═══ EXERCISE INPUTS

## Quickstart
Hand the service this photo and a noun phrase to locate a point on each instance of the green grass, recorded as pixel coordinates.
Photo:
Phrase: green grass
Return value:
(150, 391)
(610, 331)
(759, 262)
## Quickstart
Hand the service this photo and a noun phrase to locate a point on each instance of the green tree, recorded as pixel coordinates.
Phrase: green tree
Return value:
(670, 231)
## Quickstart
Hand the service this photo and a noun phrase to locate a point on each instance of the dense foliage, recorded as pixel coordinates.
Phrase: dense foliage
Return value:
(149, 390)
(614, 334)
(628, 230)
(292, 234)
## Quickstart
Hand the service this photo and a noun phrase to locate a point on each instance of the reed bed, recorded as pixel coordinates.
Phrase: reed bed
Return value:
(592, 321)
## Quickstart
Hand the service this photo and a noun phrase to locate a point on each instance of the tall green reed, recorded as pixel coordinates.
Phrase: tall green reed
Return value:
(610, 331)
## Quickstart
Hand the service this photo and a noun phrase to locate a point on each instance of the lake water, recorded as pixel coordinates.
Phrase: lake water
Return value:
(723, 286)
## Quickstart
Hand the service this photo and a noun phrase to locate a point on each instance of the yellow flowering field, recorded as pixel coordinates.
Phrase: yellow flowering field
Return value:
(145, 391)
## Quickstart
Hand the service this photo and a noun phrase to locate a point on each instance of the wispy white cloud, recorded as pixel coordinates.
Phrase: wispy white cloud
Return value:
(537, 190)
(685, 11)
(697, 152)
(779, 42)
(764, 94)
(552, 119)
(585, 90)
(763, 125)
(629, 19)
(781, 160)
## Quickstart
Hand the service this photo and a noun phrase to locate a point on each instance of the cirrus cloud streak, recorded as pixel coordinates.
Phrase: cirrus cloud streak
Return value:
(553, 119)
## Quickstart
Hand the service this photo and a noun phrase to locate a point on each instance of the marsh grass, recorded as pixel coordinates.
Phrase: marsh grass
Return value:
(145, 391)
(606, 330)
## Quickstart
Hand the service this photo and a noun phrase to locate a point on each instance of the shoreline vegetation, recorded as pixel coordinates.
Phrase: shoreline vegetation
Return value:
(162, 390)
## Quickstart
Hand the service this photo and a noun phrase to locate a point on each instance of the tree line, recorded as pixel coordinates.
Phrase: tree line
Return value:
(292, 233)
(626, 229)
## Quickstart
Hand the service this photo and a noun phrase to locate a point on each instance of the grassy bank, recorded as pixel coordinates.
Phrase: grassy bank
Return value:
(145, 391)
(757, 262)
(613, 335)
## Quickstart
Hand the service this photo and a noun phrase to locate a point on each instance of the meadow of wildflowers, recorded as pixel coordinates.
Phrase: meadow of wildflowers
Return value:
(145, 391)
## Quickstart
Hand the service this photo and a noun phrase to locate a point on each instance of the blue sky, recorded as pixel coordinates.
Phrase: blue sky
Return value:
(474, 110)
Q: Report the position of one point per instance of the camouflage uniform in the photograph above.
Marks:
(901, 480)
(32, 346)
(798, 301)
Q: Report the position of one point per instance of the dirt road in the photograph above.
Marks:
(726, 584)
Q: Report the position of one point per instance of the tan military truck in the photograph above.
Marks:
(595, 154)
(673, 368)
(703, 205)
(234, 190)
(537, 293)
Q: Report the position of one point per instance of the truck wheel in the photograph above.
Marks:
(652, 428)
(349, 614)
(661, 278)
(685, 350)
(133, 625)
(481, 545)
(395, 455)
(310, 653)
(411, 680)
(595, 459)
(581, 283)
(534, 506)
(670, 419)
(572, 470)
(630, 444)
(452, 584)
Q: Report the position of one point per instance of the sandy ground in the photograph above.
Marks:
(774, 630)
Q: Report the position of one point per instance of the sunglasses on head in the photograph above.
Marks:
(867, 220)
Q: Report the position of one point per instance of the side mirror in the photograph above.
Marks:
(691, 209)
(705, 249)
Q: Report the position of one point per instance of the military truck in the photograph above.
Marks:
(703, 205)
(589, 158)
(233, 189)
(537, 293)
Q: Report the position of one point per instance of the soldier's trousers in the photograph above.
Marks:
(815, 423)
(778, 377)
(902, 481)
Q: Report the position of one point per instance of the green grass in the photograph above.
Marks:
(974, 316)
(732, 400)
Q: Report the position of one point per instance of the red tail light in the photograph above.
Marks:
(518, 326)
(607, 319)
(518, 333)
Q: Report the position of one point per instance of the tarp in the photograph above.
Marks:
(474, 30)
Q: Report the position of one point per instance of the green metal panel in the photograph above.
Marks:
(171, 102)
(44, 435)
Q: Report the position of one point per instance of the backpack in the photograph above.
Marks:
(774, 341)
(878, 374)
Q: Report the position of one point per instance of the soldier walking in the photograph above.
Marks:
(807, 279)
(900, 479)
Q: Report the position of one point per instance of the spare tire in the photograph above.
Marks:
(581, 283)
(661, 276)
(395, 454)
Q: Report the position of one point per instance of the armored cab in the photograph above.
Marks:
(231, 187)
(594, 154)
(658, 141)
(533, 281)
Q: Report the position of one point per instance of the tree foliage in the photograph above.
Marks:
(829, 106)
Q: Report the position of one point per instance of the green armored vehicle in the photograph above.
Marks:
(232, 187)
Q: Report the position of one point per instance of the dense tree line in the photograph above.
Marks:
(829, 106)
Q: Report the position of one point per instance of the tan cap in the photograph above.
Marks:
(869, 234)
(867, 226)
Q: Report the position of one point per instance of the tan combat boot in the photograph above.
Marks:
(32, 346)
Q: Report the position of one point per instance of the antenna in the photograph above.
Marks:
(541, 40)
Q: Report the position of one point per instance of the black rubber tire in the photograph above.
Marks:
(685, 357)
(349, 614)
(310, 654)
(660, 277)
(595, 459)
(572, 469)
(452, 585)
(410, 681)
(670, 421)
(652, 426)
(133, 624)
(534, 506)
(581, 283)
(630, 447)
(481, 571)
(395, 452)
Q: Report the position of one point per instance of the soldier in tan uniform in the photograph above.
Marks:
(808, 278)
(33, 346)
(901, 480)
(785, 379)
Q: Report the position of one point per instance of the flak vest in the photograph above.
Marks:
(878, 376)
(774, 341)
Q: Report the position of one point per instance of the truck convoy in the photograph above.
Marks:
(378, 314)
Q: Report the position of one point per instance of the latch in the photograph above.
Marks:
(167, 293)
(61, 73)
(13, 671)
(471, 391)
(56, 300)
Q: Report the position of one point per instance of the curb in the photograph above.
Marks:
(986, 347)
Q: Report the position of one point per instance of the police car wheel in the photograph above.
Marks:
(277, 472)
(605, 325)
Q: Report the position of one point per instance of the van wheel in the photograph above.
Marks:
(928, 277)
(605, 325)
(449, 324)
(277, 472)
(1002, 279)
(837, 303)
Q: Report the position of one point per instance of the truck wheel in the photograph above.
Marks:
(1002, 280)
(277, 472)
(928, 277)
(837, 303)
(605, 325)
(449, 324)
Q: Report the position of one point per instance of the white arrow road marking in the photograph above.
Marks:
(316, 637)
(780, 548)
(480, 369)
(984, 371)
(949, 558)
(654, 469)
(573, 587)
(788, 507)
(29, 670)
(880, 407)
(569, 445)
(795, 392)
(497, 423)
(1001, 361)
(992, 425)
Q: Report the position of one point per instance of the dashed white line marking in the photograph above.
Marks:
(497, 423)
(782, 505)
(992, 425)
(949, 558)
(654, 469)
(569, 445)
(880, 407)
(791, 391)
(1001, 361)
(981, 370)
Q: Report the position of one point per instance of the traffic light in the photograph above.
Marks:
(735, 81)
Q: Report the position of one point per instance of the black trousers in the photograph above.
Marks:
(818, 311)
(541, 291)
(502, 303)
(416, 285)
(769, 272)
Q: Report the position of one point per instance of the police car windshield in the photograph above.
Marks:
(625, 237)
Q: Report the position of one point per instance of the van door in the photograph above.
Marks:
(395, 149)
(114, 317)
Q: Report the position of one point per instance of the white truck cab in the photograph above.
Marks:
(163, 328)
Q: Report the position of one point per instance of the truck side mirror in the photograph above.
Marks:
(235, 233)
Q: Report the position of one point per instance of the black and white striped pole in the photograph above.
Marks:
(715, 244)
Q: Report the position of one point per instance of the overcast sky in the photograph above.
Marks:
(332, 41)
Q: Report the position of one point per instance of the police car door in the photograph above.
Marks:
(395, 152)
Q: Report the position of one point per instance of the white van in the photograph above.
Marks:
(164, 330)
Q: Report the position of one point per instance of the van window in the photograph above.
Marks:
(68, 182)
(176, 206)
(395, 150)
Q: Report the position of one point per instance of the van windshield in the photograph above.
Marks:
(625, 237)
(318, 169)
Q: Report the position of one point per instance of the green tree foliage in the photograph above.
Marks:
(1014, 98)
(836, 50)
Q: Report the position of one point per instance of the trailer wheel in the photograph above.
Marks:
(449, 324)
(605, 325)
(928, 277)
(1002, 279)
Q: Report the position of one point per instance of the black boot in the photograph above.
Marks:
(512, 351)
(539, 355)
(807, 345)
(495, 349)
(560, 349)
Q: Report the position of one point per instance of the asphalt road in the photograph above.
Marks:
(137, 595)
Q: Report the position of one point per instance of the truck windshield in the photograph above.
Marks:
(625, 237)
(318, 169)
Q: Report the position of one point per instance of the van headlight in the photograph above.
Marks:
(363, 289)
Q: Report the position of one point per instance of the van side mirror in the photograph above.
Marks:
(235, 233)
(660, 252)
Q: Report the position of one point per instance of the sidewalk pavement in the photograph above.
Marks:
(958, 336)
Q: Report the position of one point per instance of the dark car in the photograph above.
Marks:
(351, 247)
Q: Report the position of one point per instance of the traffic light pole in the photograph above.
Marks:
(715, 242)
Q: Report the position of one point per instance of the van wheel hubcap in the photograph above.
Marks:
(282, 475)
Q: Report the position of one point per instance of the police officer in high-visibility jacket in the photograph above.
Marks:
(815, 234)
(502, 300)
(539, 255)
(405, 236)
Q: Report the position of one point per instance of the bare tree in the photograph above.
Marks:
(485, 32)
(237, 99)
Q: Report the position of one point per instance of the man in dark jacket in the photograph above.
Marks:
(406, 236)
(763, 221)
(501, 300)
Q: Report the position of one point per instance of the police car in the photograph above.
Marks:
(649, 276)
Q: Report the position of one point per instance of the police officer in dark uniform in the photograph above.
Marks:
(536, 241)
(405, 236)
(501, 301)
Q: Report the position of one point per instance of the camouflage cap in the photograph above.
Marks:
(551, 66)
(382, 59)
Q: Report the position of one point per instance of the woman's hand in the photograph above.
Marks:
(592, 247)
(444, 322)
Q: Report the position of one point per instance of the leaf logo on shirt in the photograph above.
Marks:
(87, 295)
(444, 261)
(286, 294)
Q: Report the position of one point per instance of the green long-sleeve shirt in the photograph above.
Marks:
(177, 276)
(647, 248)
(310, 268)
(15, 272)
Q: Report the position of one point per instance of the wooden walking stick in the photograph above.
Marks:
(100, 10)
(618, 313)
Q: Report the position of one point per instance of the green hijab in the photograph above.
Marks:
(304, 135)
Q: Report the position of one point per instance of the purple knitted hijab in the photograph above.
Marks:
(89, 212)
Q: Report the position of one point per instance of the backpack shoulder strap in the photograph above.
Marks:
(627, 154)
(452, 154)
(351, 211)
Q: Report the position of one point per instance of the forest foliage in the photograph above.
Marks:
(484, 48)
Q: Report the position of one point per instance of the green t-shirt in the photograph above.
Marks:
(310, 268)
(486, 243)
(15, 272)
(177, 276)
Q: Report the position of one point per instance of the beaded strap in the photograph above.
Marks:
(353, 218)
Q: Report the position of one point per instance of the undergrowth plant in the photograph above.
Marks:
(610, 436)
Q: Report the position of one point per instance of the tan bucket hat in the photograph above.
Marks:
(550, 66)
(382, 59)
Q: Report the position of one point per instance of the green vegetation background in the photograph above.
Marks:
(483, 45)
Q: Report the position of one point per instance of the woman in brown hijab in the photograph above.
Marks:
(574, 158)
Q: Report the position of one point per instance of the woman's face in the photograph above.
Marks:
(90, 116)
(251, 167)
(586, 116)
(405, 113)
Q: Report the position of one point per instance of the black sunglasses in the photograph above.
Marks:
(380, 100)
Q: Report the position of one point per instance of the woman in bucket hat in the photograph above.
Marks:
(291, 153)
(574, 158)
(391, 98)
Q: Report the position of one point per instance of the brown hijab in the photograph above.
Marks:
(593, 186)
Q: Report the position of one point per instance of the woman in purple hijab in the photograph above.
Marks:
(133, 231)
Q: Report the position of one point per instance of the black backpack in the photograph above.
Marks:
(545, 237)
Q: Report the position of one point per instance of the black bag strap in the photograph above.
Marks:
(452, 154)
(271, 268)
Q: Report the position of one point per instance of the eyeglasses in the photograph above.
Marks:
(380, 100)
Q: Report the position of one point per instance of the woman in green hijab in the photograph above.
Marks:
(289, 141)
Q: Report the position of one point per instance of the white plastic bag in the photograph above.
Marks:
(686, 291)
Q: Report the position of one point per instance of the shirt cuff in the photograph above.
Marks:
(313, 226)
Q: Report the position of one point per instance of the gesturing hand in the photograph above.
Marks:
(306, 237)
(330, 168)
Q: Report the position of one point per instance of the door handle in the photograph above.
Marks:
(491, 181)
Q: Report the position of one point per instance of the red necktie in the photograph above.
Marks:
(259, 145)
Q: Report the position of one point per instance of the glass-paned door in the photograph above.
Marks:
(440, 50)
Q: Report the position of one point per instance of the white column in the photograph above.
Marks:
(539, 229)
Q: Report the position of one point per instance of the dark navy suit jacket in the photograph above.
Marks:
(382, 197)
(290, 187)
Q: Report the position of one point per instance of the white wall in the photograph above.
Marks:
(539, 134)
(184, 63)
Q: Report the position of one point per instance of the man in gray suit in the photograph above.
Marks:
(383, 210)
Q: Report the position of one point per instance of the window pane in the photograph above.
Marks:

══════

GIVEN EXERCISE: Starting at the line that contains "cuff in the photograph above.", copy each line exactly through the end of the listing above. Include that first line and the last one, and add nothing.

EXERCISE OUTPUT:
Q: Report the position of one point per instance of the shirt cuff in the photograph above.
Marks:
(313, 226)
Q: Report the position of one point per instance of the gesturing hand in the photograph above.
Marks:
(306, 237)
(330, 168)
Q: Report the position of one point per instance of the door handle in the photograph above.
Marks:
(491, 181)
Q: Report the position of one point per instance of the red necktie in the photograph above.
Marks:
(259, 145)
Q: Report the position of one point per instance of the glass-paned door in the photograph above.
Marks:
(440, 50)
Q: Report the position of one point per instance of the white column in the photograph above.
Marks:
(539, 229)
Q: Report the position of one point per instance of the dark navy suit jacket in the photograph above.
Marks:
(382, 197)
(290, 187)
Q: Report the position of one point per instance of the white wall in the photograph above.
Marks:
(539, 134)
(184, 63)
Q: Report the position of one point per instance of the man in gray suit in the photograph above.
Marks:
(383, 210)
Q: Report the position of one point per instance of the window pane in the photograph above.
Marks:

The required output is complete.